-------- Record extracts --------

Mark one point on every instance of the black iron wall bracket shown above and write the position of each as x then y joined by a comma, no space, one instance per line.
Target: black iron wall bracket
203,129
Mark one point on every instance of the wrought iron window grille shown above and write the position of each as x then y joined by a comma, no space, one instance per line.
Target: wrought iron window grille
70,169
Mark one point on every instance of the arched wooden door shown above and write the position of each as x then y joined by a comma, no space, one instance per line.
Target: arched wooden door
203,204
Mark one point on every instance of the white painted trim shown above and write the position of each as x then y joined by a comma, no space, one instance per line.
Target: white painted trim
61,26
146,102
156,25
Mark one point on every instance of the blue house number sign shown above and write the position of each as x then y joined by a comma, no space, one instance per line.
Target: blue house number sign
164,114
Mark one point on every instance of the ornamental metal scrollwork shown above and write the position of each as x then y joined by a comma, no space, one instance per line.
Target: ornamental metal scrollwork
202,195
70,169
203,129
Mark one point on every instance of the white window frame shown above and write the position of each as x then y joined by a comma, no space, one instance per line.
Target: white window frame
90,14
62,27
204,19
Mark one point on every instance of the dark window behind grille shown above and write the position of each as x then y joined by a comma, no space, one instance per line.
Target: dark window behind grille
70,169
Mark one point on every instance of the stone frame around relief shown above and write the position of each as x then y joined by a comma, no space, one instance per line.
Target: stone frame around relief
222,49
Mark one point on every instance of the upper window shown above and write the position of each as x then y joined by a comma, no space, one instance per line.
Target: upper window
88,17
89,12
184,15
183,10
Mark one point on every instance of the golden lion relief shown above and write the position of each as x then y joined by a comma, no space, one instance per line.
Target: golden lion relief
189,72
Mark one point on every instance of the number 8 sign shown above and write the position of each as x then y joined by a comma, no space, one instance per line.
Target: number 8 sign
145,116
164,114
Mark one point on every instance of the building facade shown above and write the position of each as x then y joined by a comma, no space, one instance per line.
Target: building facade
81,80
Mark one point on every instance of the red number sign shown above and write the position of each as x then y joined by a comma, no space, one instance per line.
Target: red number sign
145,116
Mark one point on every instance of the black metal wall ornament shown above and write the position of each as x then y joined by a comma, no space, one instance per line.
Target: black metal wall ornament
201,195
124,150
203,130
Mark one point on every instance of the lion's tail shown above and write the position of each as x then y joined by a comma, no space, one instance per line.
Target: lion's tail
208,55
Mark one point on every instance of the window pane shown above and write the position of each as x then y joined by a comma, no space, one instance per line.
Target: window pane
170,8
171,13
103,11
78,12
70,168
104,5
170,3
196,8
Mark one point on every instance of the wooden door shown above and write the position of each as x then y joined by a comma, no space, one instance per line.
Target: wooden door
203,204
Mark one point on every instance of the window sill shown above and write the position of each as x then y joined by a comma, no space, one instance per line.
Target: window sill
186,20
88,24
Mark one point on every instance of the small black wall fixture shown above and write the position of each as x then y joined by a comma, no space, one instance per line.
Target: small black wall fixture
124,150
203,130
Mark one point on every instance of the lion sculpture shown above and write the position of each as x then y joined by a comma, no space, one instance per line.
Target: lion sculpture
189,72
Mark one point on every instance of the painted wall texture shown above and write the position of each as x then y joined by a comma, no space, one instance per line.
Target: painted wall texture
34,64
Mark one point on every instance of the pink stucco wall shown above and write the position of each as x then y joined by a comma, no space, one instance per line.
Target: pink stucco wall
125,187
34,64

--------

**Work required**
Reproduce all of the entries above line for line, with no changes.

**Output for this exercise**
Mark one point on every instance of the black iron wall bracket shown above and write the position of each as x then y joined by a comma, no space, one instance per line.
Target: black iron wall bracket
203,129
Mark one point on every instance of the wrought iron window grille shown above and write the position of each as x then y joined by a comma, no space, one instance per line.
Target: wrought iron window grille
70,169
Mark one point on every instance of the arched wooden door shown above and write the position of each as x then y joined by a comma, no space, one instance per line.
Target: arched wooden door
203,204
Mark one point on every instance of the white painted trim shown above and write the position of each as x then y joined by a comma, no space, one instance per line.
Target: white painted trim
61,26
146,102
156,25
Mark one point on every instance of the blue house number sign shown above and write the position of each as x then y joined by a comma, no space, one instance per line.
Target: blue house number sign
164,114
Mark one point on every instance of the ornamental metal scrollwork shown above and write the position of each as x then y joined by a comma, no space, one instance per line.
Target: ornamental metal scrollwork
202,195
70,169
203,129
Mark one point on every instance of the white window frame shown above and write the position of each as x then y joined by a comma, no space, one instance per line.
Target: white window frame
90,14
62,27
204,19
Mark one point on every instance of the dark window behind grille shown above and write the position of each as x then y joined by a comma, no space, one instance per line.
Target: dark window behind grille
70,169
Mark one point on every instance of the stone frame around relief shown above and write the position of each as x then y joined by a comma, no space, one instance per line.
Target: stone frame around relief
222,49
Mark one point on every instance of the upper window shown above and write the position of each as x then y joined by a comma, no space, one instance per line.
Target: upper window
88,17
89,12
184,15
183,10
Mark one point on every instance of the golden lion relief shown above and write the position of each as x then y joined by a comma, no space, one instance per line.
Target: golden lion relief
189,72
Mark one point on every instance of the number 8 sign shown above and write the position of each as x then y joined by a comma, no space, one instance per line.
Target: number 8 sign
145,116
164,114
Mark one point on every instance of the building facade shown above and write the position of each as x then y joined by a comma, no space, one instance per line.
Target: building facade
81,80
Mark one point on every instance of the red number sign shown above and write the position of each as x then y joined by a comma, no space, one instance per line.
Target: red number sign
145,116
Mark one point on every instance of the black metal wall ornament shown above and write the position of each as x then y joined by a comma, no space, one instance per line.
Target: black metal wall ornament
201,195
124,150
203,130
Mark one point on every instance of the lion's tail shown above and write the position of each as x then y joined by a comma, no space, one instance per line.
Target: lion's tail
208,55
Mark one point on every instance of the window pane shown above and write the position of each as x then y joined by a comma, no space, one instance per line.
Target: window pane
170,8
171,13
103,11
78,12
70,168
104,5
170,3
196,8
Mark one point on every instance of the wooden door shown above and write the position of each as x then y joined by a comma, no space, one instance per line.
Target: wooden door
203,204
Mark one point on every instance of the window sill shown above and write the position of each as x then y joined by a comma, no space, one instance per line.
Target: window sill
186,20
88,24
Mark one point on every instance of the small black wall fixture shown above and write the position of each as x then y joined by a comma, no space, one instance per line.
Target: small black wall fixture
124,150
203,130
Mark one point on every instance of the lion sculpture shown above and write the position of each as x then y joined by a comma, no space, one instance per line.
Target: lion sculpture
189,72
Mark one point on every instance of the painted wall texture shown above and write the position of each as x then y joined by a comma, no space, one instance per line.
Target: painted wall texture
34,64
Mark one point on every instance of the pink stucco wall shown above and write the position of each as x then y joined by a comma, no space, one instance per line.
Target: pink stucco wall
125,187
34,64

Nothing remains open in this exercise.